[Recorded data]
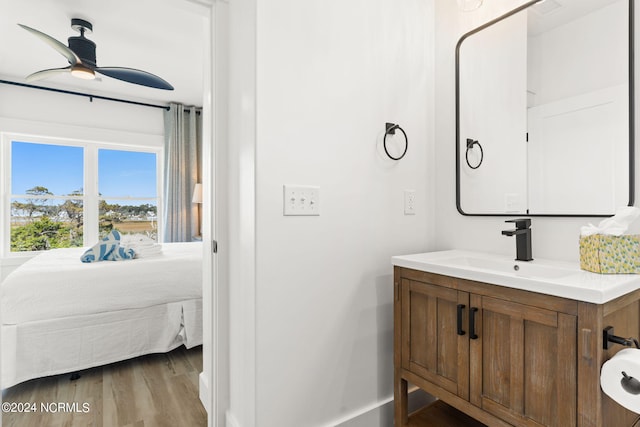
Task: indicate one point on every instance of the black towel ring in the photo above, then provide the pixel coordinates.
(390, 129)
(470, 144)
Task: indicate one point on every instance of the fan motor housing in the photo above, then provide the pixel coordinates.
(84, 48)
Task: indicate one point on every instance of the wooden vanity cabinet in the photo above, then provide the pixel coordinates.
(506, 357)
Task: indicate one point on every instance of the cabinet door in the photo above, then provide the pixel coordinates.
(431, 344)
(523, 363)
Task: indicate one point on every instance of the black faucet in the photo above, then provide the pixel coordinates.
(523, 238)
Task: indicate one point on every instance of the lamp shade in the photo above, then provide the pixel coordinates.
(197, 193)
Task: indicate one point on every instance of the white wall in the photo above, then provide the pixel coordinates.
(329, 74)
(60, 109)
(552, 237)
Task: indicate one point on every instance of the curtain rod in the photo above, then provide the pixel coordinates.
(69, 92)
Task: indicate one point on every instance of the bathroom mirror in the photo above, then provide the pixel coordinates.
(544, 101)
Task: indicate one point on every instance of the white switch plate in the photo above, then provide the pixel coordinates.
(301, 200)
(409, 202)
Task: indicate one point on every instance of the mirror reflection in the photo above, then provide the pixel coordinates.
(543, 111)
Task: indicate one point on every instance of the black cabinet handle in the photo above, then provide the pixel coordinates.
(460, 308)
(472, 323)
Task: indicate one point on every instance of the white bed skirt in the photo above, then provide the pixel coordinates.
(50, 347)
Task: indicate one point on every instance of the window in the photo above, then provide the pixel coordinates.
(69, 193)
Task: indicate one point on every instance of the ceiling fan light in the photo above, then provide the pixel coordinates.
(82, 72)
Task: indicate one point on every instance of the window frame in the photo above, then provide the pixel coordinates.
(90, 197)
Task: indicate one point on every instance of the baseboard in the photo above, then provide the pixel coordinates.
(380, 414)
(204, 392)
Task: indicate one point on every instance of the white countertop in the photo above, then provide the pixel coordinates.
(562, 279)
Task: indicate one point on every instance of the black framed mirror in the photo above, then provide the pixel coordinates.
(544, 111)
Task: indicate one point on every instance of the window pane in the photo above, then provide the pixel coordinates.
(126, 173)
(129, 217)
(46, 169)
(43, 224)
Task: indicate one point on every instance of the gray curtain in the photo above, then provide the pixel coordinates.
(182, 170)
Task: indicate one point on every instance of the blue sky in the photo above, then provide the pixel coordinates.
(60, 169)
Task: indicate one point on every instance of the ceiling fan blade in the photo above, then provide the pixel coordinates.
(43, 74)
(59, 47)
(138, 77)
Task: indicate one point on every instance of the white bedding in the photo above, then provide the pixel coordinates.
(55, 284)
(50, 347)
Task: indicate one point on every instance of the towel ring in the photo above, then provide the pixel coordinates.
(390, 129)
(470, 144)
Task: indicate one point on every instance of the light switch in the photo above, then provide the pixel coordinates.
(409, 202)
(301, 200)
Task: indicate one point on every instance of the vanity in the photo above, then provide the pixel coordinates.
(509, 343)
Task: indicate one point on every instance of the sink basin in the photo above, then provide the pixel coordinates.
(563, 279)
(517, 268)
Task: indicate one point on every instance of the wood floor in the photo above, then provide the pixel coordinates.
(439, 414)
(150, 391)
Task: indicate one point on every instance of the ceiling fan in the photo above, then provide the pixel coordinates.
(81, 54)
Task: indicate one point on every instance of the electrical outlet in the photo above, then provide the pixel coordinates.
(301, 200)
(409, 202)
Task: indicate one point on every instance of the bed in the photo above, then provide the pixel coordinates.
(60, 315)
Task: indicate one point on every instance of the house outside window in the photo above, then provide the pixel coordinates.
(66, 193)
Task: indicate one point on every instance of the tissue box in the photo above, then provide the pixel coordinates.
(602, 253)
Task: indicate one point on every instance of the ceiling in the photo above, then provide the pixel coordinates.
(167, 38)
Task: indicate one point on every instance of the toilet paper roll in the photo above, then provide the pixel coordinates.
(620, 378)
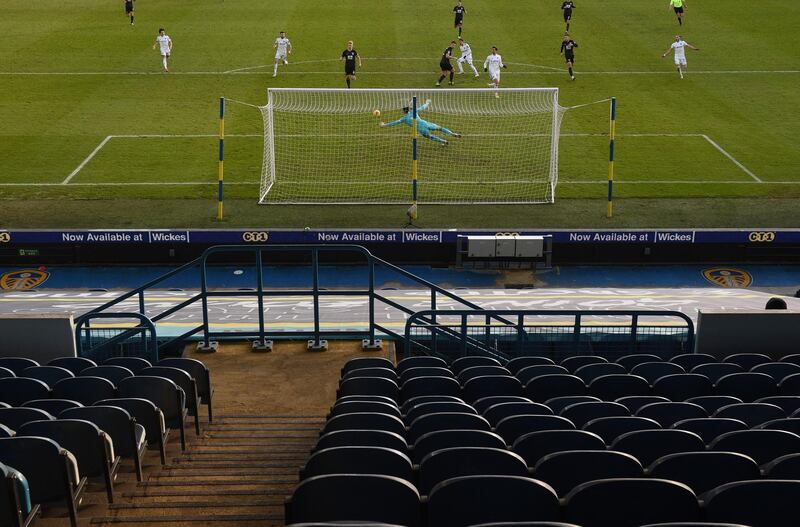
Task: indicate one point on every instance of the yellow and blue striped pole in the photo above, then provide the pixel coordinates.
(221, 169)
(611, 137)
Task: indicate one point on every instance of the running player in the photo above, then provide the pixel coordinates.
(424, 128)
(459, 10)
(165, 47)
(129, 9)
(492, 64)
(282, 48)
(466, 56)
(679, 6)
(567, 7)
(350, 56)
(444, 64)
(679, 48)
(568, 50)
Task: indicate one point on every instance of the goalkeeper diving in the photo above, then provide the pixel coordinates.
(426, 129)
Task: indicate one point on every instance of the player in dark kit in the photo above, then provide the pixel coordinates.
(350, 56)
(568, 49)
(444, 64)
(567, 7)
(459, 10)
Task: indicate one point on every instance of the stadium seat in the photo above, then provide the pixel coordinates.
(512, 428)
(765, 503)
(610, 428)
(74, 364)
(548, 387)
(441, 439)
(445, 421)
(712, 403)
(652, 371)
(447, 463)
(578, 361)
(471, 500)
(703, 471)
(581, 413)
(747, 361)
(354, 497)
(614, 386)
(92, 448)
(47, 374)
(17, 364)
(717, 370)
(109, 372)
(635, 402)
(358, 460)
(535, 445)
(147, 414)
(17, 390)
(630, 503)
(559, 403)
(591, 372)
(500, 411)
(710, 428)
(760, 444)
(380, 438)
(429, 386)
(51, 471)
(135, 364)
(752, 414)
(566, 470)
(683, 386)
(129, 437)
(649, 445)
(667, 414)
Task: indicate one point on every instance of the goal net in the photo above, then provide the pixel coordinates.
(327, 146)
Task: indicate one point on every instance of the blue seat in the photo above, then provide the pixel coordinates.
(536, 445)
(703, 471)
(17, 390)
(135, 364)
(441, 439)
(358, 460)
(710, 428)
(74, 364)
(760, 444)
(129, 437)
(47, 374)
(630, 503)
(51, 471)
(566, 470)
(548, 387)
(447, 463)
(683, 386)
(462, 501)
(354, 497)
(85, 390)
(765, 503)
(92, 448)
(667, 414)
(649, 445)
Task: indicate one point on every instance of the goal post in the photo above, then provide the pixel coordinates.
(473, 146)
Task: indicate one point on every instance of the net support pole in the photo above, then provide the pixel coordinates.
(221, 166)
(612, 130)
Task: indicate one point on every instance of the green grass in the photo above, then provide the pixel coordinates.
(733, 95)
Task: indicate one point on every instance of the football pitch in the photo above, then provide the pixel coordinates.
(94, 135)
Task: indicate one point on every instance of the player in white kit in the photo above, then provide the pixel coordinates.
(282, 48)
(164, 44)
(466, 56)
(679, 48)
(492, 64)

[Exercise directions] The records above should be repeated exactly, with every picture omitted.

[Exercise result]
Task: indicate one point on every instance of the black towel ring in the photo above, then provide the pixel coordinates.
(390, 129)
(470, 144)
Task: indicate one point on every instance of the fan motor housing in the photo above, then provide the pixel coordinates.
(84, 48)
Task: indicate one point on every instance of the wooden vanity cabinet in the photo above, then provide the pixel coordinates.
(506, 357)
Task: indicate one point on every instance of the cabinet door in the photo above, then provide the pixel coordinates.
(431, 344)
(523, 363)
Task: indicate one point on every instance of the black faucet in the photo above, then provide the pixel coordinates.
(523, 238)
Task: indicate one point on every instance of the lamp shade in the photo above, then provide the pixel coordinates.
(197, 193)
Task: indicate one point on every instance of the white wall in the photo above, then provide the pixel coordinates.
(329, 74)
(60, 109)
(552, 237)
Task: indicate one point on every instance of the curtain rod in the photo above, then provide the pixel coordinates.
(69, 92)
Task: indicate one point on every instance of the bathroom mirror in the photo above, then provide the pixel coordinates.
(544, 101)
Task: indicate one point on every instance of the white switch plate in the photo above, then provide the pixel coordinates.
(301, 200)
(409, 202)
Task: indicate one point on every instance of the mirror reflection in the photo above, then provide the pixel coordinates.
(543, 111)
Task: indicate one point on every instance of the black cabinet handle in the photo above, then provide the pixel coordinates.
(460, 308)
(472, 323)
Task: indicate one point on every instance of the white bed skirt in the photo above, then provide the pixel coordinates.
(50, 347)
Task: indicate one point on every instance of the window in the photo above, then provide the pixel coordinates.
(69, 193)
Task: indicate one point on every instance of the ceiling fan light in the photo above, then provide the pixel coordinates.
(82, 72)
Task: indicate one point on every instance of the window frame in the photo above, then provide the pixel coordinates.
(90, 197)
Task: indicate one point on every instance of the baseboard in the photo above, then provide the pixel coordinates.
(380, 414)
(204, 392)
Task: indicate one point on every instance of the white countertop in the photo above, then provide the pixel coordinates.
(562, 279)
Task: indicate one point on every instance of the black framed mirror in the photo above, then provide the pixel coordinates.
(544, 111)
Task: indicate one point on every instance of the window pane in the photo above, then provide the pixel coordinates.
(126, 173)
(129, 217)
(46, 169)
(43, 224)
Task: indicate one point on every instance of the gray curtain in the photo above, then provide the pixel coordinates.
(182, 170)
Task: indicate one point on every instance of the blue sky in the photo above, then provide the pixel coordinates.
(60, 169)
Task: indicate one point on every instance of the ceiling fan blade in the photo above, then provide the pixel coordinates.
(43, 74)
(59, 47)
(138, 77)
Task: indicate one point on every instance of the white bedding in the photo above, then provide the pixel coordinates.
(55, 284)
(50, 347)
Task: indicate one point on every instance of the towel ring in the photo above, then provide the pixel coordinates.
(390, 129)
(470, 144)
Task: indicate one point on every instance of the light switch in the photo above, then provide the pixel coordinates.
(409, 202)
(301, 200)
Task: indicate one point on every instance of the vanity in the photo above, then provide the pixel coordinates.
(509, 343)
Task: indicate one point on every instance of the sink basin in the photo above, then provide the pixel coordinates.
(563, 279)
(517, 268)
Task: indicate one point on every instance of the wood floor in the photo above, then provide the pixel coordinates.
(439, 414)
(150, 391)
Task: indicate one point on every instance of the ceiling fan in the photo above, then provide the pixel coordinates.
(81, 54)
Task: indicate one point on every instance of the electrical outlet in the photo above, then provide the pixel coordinates.
(301, 200)
(409, 202)
Task: indicate one point on every instance of the bed in the photo above, then provide the pixel coordinates.
(60, 315)
Task: indicate one point on every instance of the house outside window in the photo above, then provide the pixel coordinates.
(66, 193)
Task: indicate one point on every instance of the tissue box in the photo above, then provide the pixel coordinates.
(602, 253)
Task: indicate one point on every instance of the ceiling in the photo above, then provide the pixel coordinates.
(167, 38)
Task: indicate one point on every instance of the toilet paper roll in the photo above, then provide the pixel coordinates.
(620, 378)
Task: indicate one point on every instance of the yellow and blue striped pole in the photo above, then provide the pixel coordinates.
(221, 169)
(611, 137)
Task: indicate one point on every instance of the running player in the photo above, then provide the pixel coordinates.
(424, 128)
(459, 10)
(165, 47)
(129, 9)
(492, 64)
(282, 48)
(466, 56)
(679, 6)
(567, 7)
(350, 56)
(444, 64)
(679, 48)
(568, 50)
Task: indicate one point on every instance of the goalkeeper diving in the photo above, then provide the pixel coordinates.
(426, 129)
Task: indicate one point on every instance of the player in dark kit in the photo above, then provide the pixel coordinates.
(350, 56)
(568, 49)
(444, 64)
(567, 7)
(459, 10)
Task: indicate one point on every instance of the stadium seat in the photo above, then provide the pixel coordinates.
(512, 428)
(765, 503)
(610, 428)
(74, 364)
(548, 387)
(441, 439)
(445, 421)
(712, 403)
(652, 371)
(447, 463)
(578, 361)
(471, 500)
(703, 471)
(581, 413)
(747, 361)
(354, 497)
(614, 386)
(92, 448)
(47, 374)
(17, 364)
(717, 370)
(109, 372)
(635, 402)
(358, 460)
(535, 445)
(147, 414)
(17, 390)
(630, 503)
(559, 403)
(591, 372)
(500, 411)
(710, 428)
(760, 444)
(380, 438)
(429, 386)
(51, 471)
(135, 364)
(752, 414)
(566, 470)
(683, 386)
(129, 437)
(649, 445)
(667, 414)
Task: indicate one point on every instance of the goal net in the photo above, then provide the pixel coordinates.
(327, 146)
Task: indicate one point on every instance of the blue seat in the photo above, then provide the pixel coordinates.
(536, 445)
(703, 471)
(17, 390)
(135, 364)
(441, 439)
(358, 460)
(710, 428)
(74, 364)
(760, 444)
(129, 437)
(47, 374)
(630, 503)
(51, 471)
(566, 470)
(548, 387)
(447, 463)
(683, 386)
(462, 501)
(354, 497)
(85, 390)
(765, 503)
(92, 448)
(667, 414)
(649, 445)
Task: indicate one point on every instance of the goal post in the photo above, then provide the pixel coordinates.
(473, 146)
Task: indicate one point on every instance of the net support pole in the photo above, then provide the pixel coordinates.
(221, 166)
(612, 130)
Task: indicate one point on every instance of the green grass in the photo above, then provide the pixel coordinates.
(733, 95)
Task: indicate one point on every instance of the football pitch in the photo above, then provide the pixel coordinates.
(94, 135)
Task: indicate one point on every instance of the player in white kit in the photo above, then provide the pixel coordinates.
(282, 48)
(164, 44)
(466, 56)
(679, 48)
(492, 64)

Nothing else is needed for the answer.